EXERCICE ÉCRIT A:
D'après l'extrait de l'arrêt, quelle chambre de la Cour rend ce jugement ?
EXERCICE ÉCRIT B:
Dans les entrées, recopiez seulement les lignes qui commencent à celle contenant « segment yellow bedspread, every instance » et se terminent à la fin, en changeant « yellow » en « orange » sans toucher au reste.

Panrico SA, établie à Esplugues de Llobregat (Espagne), représentée par M^e D. Pellisé Urquiza, abogado,
partie requérante,
les autres parties à la procédure étant :
Office de l’Union européenne pour la propriété intellectuelle (EUIPO), représenté par M^me S. Palmero Cabezas, en qualité d’agent,
partie défenderesse en première instance,
HDN Development Corp., établie à Frankfort (États-Unis), représentée par M^es M. H. Granado Carpenter et L. Polo Carreño, abogadas,
partie intervenante en première instance,
LA COUR (huitième chambre),
composée de M. M. Vilaras, président de chambre, MM. J. Malenovský (rapporteur) et D. Šváby, juges,
avocat général : M. P. Mengozzi,
greffier : M. A. Calot Escobar,
vu la procédure écrite,
vu la décision prise, l’avocat général entendu, de juger l’affaire sans conclusions,
rend le présent
Arrêt
1 Par son pourvoi, Panrico SA demande l’annulation de l’arrêt du Tribunal de l’Union européenne du 7 octobre 2015, Panrico/OHMI – HDN Development (Krispy Kreme DOUGHNUTS) (T‑534/13, non publié, ci-après l’« arrêt attaqué », EU:T:2015:751), par lequel celui-ci a rejeté le recours tendant à l’annulation ou à la réformation de la décision de la quatrième chambre de recours de l’Office de l’Union européenne pour la propriété intellectuelle (EUIPO) du 25 juillet 2013 (affaire R 623/2011‑4),
relative à une procédure de nullité entre Panrico et HDN Development Corp. (ci-après la « décision litigieuse »).

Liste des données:
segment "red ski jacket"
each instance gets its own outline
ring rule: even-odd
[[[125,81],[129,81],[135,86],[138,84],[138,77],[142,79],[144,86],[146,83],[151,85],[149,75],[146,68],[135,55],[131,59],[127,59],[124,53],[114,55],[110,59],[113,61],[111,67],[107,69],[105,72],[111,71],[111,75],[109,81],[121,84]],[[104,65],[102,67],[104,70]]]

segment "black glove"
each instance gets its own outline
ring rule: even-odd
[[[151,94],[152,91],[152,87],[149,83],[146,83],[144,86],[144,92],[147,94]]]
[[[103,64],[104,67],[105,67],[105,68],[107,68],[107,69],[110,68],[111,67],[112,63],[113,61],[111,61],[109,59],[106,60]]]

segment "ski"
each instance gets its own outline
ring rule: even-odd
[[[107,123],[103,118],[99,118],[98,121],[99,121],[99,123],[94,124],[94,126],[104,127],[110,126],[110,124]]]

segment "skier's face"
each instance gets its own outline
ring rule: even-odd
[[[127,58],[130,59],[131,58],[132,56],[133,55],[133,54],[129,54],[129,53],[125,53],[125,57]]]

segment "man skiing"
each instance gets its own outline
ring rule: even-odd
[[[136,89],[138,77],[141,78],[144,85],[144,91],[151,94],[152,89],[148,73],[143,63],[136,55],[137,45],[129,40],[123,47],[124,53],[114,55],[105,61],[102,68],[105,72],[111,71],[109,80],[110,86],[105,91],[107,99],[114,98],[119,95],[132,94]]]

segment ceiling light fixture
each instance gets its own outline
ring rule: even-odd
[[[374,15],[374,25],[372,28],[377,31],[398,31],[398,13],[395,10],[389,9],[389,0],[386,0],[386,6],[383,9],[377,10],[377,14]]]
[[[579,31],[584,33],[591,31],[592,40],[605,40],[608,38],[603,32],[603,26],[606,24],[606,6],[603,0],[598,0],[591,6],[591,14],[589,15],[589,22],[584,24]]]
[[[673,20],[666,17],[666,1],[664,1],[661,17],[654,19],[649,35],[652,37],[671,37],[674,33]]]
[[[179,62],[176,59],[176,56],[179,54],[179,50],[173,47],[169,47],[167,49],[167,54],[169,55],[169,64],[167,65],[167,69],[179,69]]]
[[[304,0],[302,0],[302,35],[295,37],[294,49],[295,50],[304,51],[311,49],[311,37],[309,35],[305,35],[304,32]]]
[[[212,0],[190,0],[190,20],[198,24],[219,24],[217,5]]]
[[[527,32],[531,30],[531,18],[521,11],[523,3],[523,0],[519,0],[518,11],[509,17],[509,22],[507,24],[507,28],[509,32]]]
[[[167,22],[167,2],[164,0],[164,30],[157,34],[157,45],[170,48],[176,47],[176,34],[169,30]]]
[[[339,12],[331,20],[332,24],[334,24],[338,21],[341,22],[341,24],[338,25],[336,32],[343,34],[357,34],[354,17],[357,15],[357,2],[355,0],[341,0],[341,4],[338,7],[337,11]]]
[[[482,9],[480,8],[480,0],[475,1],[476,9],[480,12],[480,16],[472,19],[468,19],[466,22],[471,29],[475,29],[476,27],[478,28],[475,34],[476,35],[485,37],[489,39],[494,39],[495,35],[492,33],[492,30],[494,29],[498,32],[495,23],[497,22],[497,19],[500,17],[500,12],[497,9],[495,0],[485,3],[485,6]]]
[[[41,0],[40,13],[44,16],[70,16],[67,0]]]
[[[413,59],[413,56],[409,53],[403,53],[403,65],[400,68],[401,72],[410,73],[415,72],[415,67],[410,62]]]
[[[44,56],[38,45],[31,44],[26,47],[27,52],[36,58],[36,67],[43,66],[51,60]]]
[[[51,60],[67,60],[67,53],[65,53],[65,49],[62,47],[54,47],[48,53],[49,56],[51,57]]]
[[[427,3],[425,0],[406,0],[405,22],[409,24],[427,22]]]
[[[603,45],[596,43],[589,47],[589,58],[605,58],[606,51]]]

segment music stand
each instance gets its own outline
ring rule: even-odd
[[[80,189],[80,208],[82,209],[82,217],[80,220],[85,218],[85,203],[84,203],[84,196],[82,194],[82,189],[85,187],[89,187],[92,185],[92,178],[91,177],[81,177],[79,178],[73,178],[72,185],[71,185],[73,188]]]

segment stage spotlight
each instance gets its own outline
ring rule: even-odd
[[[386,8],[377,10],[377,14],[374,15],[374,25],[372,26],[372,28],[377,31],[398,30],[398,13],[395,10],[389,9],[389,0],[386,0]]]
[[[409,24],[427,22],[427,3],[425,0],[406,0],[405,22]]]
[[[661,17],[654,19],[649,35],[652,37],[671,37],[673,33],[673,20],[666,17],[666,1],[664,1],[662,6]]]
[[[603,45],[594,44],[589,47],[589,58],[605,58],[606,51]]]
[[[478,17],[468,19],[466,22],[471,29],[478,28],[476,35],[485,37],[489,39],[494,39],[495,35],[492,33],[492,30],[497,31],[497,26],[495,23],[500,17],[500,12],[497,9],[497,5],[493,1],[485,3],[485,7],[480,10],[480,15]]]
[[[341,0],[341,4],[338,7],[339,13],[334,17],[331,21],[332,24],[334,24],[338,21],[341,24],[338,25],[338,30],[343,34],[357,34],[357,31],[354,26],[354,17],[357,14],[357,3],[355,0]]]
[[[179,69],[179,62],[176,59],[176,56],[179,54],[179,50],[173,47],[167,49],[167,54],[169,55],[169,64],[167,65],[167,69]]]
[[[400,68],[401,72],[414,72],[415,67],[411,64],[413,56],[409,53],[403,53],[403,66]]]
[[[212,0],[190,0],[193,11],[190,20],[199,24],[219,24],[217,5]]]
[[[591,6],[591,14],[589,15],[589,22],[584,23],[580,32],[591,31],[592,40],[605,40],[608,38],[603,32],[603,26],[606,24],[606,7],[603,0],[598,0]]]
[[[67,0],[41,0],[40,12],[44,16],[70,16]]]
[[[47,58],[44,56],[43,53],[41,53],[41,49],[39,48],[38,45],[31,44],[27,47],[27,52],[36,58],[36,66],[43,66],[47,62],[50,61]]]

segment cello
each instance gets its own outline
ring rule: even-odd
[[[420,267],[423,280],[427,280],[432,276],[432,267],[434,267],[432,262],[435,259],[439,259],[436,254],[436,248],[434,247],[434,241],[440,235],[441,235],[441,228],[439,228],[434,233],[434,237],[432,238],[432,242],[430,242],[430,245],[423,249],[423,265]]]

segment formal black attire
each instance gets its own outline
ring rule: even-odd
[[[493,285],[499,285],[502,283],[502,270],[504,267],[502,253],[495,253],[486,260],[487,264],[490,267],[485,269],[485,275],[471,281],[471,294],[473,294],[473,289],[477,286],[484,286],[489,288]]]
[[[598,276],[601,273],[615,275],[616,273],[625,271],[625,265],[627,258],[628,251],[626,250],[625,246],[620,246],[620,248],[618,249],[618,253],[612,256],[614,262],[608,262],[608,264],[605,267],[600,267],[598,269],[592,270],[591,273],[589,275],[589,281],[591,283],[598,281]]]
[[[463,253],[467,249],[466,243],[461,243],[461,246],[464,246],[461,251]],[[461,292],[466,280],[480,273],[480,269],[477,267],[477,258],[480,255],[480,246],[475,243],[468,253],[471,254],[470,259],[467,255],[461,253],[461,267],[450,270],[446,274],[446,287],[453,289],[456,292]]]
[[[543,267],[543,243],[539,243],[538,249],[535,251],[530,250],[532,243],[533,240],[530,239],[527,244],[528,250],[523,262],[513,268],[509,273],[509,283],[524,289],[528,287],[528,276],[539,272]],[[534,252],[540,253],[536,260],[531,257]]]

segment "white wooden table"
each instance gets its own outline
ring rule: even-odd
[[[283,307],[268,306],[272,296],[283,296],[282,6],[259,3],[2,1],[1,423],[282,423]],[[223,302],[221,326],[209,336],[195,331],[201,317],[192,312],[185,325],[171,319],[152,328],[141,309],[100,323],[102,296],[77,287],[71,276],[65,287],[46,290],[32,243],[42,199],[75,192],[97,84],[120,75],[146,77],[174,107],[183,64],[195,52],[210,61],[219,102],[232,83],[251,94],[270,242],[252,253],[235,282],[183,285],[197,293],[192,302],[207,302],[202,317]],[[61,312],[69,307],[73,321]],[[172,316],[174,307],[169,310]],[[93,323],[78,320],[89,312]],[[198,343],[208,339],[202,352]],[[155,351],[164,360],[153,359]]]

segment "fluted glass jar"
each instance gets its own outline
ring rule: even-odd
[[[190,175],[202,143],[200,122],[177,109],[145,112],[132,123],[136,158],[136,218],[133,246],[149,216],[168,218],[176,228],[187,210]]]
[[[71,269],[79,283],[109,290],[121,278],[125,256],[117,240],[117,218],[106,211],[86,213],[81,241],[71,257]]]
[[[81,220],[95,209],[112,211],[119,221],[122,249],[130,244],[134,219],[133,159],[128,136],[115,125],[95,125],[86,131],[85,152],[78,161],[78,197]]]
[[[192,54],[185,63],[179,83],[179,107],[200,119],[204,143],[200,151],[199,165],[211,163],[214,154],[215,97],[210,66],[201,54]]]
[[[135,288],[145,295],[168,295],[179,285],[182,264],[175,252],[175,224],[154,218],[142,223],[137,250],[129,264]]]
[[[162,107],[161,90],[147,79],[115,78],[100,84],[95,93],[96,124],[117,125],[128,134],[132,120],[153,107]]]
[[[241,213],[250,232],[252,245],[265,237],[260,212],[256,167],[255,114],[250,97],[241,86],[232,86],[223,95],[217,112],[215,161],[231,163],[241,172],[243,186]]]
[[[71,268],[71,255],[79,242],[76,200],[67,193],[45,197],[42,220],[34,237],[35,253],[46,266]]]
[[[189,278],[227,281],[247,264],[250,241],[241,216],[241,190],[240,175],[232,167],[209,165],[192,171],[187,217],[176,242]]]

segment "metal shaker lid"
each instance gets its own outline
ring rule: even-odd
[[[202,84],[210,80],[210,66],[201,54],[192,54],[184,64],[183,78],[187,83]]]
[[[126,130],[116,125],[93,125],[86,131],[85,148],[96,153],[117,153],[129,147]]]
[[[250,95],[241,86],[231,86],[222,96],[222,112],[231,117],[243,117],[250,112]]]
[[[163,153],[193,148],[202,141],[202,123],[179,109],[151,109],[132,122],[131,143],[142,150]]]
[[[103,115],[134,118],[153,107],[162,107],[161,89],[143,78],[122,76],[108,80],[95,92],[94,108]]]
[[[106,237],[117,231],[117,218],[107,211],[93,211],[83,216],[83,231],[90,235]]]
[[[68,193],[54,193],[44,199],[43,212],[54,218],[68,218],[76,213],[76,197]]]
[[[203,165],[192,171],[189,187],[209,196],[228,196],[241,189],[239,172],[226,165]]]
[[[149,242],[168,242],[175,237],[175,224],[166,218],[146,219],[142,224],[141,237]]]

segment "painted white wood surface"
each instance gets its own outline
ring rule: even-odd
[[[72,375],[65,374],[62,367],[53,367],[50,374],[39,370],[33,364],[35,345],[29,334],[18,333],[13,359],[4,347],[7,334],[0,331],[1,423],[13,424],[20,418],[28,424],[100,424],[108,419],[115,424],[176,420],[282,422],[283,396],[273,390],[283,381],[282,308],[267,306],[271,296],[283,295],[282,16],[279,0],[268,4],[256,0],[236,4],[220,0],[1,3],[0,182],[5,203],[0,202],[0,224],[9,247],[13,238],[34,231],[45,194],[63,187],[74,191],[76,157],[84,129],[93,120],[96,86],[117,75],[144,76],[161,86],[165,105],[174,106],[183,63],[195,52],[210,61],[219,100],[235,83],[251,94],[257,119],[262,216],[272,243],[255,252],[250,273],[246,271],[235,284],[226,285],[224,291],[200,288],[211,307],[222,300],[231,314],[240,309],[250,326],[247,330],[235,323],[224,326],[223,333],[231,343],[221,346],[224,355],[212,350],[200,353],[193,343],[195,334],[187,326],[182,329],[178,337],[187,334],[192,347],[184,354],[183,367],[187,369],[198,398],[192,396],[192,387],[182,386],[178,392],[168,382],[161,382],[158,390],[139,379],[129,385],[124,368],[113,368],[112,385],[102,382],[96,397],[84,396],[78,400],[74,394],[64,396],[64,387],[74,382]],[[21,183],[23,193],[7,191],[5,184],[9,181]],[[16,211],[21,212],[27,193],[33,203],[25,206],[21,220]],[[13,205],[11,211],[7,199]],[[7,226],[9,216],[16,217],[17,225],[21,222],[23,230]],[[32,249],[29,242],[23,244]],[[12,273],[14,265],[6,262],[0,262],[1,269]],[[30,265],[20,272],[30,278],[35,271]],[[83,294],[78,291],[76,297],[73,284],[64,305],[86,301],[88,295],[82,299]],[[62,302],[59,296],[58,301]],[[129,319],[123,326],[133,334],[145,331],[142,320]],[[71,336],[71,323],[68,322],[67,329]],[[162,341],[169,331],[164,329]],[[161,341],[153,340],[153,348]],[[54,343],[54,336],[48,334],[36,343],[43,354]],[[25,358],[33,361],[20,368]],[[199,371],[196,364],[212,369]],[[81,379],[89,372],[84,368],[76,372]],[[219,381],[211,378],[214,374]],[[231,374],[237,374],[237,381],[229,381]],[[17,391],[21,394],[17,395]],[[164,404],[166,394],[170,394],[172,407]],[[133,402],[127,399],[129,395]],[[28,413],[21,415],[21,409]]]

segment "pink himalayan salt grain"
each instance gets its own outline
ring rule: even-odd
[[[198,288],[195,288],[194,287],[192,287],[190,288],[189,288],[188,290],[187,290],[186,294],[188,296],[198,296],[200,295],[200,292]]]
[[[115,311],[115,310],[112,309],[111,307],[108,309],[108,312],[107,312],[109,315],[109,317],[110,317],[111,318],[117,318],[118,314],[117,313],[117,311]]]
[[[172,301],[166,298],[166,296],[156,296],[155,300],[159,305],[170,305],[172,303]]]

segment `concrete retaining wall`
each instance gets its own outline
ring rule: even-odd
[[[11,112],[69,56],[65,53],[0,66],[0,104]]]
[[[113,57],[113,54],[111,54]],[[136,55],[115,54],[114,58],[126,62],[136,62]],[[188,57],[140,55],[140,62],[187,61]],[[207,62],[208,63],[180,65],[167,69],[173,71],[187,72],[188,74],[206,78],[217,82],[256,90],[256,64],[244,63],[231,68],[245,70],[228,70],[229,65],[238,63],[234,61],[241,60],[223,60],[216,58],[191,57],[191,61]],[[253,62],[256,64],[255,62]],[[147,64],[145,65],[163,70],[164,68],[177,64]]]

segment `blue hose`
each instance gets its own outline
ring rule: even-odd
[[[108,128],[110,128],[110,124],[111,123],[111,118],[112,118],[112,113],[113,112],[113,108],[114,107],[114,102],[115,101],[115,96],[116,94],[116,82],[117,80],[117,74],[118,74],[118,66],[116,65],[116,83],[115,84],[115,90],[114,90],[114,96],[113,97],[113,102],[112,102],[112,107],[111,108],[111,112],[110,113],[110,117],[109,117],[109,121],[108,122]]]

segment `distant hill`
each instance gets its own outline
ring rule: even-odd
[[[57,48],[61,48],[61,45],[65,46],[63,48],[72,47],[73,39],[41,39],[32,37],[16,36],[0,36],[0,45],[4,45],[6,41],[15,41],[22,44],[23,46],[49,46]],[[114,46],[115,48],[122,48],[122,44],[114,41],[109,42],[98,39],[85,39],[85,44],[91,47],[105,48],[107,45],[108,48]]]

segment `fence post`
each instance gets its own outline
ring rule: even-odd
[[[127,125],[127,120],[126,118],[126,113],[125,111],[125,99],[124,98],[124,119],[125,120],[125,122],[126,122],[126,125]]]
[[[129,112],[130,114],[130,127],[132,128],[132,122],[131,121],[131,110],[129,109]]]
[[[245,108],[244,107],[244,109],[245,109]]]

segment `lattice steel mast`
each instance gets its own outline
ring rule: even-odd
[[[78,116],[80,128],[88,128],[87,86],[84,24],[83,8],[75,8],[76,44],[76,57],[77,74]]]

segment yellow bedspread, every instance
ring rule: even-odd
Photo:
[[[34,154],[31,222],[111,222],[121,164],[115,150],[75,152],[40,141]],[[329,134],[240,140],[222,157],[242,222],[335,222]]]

BONNE RÉPONSE A:
La huitième chambre.

BONNE RÉPONSE B:
segment orange bedspread, every instance
ring rule: even-odd
Photo:
[[[34,154],[31,222],[111,222],[121,164],[115,150],[75,152],[40,141]],[[329,134],[240,140],[222,157],[242,222],[335,222]]]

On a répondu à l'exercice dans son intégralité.